Task requirements
Take the lines of the data below from the very first through the line containing "Could you kindly annotate the cow's horn" and output them exactly, pictures excluded.

───── Task inputs ─────

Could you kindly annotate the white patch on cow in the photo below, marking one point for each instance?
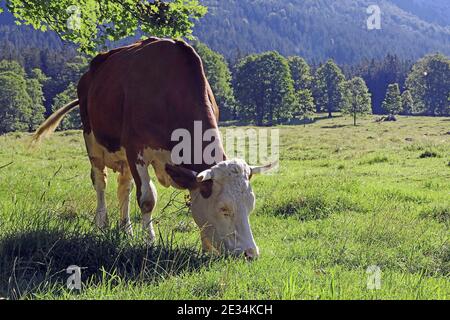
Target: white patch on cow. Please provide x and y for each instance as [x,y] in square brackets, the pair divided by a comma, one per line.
[147,225]
[158,158]
[224,217]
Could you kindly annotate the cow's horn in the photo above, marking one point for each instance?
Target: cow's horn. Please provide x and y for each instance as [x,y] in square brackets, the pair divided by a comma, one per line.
[205,175]
[262,169]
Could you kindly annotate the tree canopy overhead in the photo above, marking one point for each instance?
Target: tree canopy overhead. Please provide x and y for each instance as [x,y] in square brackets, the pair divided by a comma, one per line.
[90,24]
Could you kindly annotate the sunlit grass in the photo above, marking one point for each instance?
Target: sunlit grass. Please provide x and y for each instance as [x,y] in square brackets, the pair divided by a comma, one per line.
[345,198]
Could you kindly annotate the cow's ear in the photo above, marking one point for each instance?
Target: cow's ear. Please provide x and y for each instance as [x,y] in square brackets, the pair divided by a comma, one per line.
[184,178]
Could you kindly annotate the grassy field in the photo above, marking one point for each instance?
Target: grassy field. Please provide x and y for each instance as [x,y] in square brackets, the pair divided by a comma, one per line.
[345,198]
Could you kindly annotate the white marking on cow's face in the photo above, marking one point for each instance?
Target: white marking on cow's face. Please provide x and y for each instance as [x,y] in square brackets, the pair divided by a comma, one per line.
[224,216]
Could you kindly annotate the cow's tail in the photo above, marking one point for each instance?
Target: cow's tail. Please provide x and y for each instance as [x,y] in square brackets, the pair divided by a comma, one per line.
[52,122]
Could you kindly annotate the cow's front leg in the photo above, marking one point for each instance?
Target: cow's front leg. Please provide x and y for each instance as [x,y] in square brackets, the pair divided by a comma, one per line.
[125,184]
[99,180]
[145,191]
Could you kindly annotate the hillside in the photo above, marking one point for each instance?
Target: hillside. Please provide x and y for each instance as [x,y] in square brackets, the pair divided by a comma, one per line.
[320,29]
[315,29]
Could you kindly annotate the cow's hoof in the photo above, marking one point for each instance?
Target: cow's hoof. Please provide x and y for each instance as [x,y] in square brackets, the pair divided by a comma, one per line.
[101,220]
[127,228]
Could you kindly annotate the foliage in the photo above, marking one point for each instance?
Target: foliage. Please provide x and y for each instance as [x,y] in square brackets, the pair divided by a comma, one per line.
[392,104]
[21,98]
[301,73]
[73,119]
[328,92]
[318,30]
[264,88]
[429,84]
[90,24]
[219,77]
[407,103]
[356,98]
[378,74]
[305,104]
[34,88]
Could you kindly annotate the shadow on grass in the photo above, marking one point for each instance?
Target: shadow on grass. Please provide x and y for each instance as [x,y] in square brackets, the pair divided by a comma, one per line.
[35,260]
[336,126]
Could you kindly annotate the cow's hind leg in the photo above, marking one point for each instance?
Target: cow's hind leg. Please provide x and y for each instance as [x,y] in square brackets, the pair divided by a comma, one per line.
[99,179]
[145,191]
[125,184]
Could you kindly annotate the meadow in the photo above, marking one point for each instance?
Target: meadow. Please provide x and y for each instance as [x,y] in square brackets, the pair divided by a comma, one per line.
[345,198]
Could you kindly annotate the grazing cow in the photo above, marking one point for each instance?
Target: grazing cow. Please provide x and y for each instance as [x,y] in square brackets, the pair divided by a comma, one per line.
[131,101]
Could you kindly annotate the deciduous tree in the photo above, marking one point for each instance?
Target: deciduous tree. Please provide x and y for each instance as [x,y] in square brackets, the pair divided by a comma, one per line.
[356,98]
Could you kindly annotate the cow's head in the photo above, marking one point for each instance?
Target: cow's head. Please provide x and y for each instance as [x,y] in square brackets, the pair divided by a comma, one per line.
[222,200]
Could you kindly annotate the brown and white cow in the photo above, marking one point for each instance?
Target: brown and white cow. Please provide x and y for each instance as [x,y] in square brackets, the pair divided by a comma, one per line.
[131,101]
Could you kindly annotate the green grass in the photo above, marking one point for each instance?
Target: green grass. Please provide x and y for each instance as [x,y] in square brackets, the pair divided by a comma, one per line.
[345,198]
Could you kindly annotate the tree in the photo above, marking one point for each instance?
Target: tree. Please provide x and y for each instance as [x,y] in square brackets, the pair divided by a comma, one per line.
[92,23]
[219,77]
[356,98]
[407,103]
[264,88]
[15,103]
[34,89]
[429,84]
[301,73]
[328,87]
[379,74]
[392,104]
[305,104]
[73,119]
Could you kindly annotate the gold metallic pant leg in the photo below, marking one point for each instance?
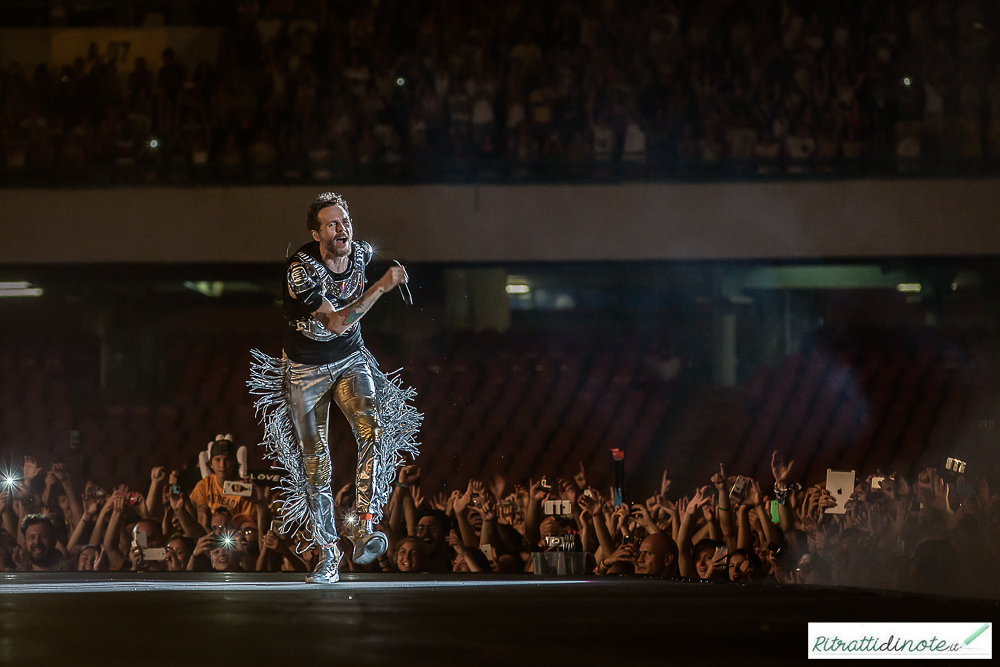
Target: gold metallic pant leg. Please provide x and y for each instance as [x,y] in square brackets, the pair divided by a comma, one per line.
[310,407]
[354,393]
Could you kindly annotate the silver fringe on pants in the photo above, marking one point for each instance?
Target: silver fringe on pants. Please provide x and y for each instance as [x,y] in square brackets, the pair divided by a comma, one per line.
[293,405]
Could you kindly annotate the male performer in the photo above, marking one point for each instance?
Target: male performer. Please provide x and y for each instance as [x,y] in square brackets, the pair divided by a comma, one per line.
[326,361]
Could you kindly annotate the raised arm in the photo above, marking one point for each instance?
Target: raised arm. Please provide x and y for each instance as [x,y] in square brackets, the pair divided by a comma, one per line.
[591,503]
[191,527]
[339,321]
[113,534]
[69,488]
[154,497]
[725,509]
[84,524]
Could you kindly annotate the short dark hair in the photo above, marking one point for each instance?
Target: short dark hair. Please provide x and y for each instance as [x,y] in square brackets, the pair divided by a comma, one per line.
[707,543]
[324,200]
[32,519]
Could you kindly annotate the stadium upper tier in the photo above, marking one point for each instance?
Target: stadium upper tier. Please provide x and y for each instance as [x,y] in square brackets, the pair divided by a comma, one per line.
[394,91]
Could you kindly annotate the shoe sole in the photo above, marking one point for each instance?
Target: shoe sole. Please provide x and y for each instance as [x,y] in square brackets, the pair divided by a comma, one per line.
[373,548]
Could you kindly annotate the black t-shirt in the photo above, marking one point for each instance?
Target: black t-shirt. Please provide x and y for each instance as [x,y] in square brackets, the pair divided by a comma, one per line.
[306,340]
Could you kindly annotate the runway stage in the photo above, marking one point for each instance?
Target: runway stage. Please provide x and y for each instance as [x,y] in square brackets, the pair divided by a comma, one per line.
[250,619]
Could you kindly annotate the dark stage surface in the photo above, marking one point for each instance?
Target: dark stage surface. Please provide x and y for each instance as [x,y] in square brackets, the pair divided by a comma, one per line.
[219,619]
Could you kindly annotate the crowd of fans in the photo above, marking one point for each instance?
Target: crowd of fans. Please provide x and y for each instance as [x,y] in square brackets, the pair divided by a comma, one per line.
[323,89]
[933,535]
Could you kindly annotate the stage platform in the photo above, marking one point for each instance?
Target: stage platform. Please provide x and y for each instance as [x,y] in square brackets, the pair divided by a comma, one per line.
[271,619]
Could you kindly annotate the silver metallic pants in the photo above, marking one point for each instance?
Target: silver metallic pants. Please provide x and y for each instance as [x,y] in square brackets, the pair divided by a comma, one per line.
[349,384]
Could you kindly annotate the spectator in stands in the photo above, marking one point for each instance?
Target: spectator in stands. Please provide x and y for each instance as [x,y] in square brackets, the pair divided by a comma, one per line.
[179,550]
[432,531]
[40,553]
[209,494]
[657,557]
[147,531]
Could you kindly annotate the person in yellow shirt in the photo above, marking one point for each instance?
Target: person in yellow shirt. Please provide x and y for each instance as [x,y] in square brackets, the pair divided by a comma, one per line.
[208,495]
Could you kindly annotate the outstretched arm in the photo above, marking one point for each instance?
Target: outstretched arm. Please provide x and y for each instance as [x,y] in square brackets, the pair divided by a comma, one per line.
[339,321]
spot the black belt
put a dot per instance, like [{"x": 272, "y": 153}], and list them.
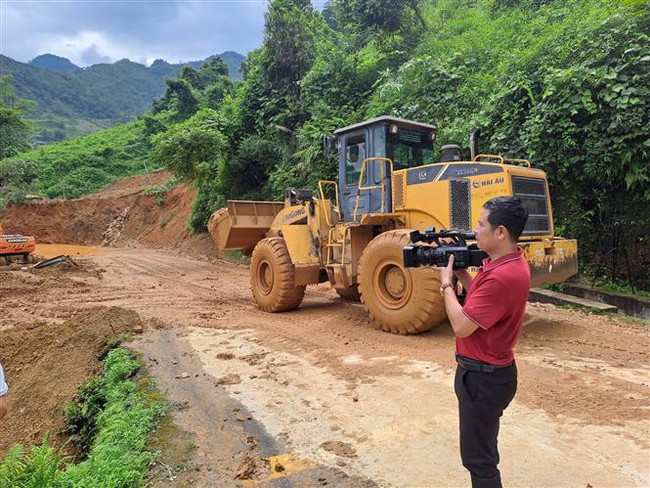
[{"x": 479, "y": 366}]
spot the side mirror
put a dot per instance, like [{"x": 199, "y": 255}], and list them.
[{"x": 328, "y": 142}]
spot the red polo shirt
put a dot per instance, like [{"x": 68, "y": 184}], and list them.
[{"x": 496, "y": 301}]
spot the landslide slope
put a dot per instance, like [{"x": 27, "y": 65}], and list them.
[{"x": 125, "y": 214}]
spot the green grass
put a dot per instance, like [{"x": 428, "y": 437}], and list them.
[{"x": 113, "y": 416}]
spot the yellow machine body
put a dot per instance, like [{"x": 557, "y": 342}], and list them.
[{"x": 332, "y": 238}]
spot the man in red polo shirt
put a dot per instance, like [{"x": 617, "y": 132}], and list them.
[{"x": 487, "y": 327}]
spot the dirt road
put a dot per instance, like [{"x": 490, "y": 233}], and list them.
[{"x": 322, "y": 396}]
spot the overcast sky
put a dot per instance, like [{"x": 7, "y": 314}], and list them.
[{"x": 100, "y": 31}]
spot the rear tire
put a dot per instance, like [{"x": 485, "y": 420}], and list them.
[
  {"x": 273, "y": 277},
  {"x": 401, "y": 300},
  {"x": 350, "y": 294}
]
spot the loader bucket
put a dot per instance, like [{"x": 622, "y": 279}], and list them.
[
  {"x": 551, "y": 261},
  {"x": 242, "y": 224}
]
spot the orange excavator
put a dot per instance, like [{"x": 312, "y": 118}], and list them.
[{"x": 14, "y": 246}]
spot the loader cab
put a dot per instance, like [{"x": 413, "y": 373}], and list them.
[{"x": 364, "y": 170}]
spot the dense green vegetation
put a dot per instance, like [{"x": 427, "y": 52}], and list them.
[
  {"x": 560, "y": 82},
  {"x": 109, "y": 424},
  {"x": 76, "y": 167},
  {"x": 72, "y": 102}
]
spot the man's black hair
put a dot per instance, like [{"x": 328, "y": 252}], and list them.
[{"x": 508, "y": 212}]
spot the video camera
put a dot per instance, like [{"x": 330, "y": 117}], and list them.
[{"x": 464, "y": 255}]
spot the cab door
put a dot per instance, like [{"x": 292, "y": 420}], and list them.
[
  {"x": 372, "y": 195},
  {"x": 352, "y": 152}
]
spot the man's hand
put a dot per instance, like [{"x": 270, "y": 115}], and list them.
[{"x": 447, "y": 273}]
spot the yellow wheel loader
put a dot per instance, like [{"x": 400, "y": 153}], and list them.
[{"x": 352, "y": 233}]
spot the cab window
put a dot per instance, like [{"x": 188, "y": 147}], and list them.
[
  {"x": 409, "y": 148},
  {"x": 355, "y": 153}
]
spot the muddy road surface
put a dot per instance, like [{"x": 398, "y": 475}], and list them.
[{"x": 320, "y": 396}]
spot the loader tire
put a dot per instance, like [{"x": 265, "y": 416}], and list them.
[
  {"x": 350, "y": 294},
  {"x": 272, "y": 277},
  {"x": 401, "y": 300}
]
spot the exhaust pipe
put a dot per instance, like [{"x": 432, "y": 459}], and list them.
[{"x": 473, "y": 142}]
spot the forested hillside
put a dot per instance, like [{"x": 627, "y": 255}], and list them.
[
  {"x": 72, "y": 101},
  {"x": 563, "y": 83}
]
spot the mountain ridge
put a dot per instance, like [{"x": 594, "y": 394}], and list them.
[{"x": 71, "y": 102}]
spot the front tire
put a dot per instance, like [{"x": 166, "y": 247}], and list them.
[
  {"x": 401, "y": 300},
  {"x": 273, "y": 277}
]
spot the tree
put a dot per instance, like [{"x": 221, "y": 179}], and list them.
[
  {"x": 15, "y": 132},
  {"x": 192, "y": 149}
]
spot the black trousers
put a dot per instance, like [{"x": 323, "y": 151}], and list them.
[{"x": 482, "y": 398}]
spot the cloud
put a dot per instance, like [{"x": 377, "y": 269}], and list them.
[{"x": 87, "y": 32}]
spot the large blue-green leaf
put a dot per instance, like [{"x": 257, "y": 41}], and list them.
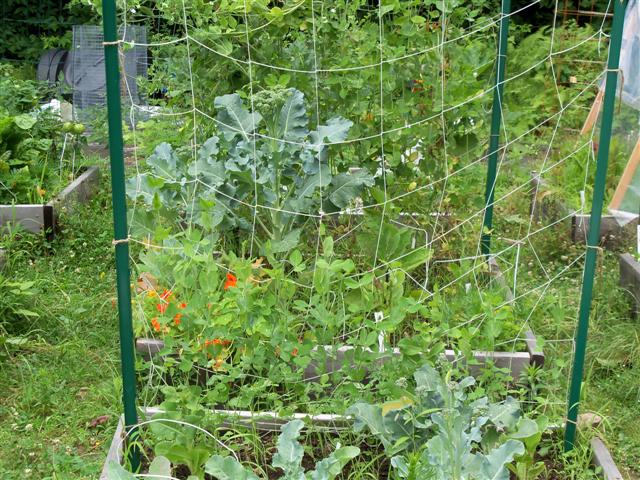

─────

Answer to this exercise
Could you kindly annotate the white patch on cow in the photo below, marking one point for each instance?
Target: white patch on cow. Please provide x and y for each instance as [x,y] in square brackets, the pair divided by a comma, one per line.
[147,225]
[158,158]
[224,217]
Could you kindly annotate the cow's horn in the photo above, marking one point for each instance?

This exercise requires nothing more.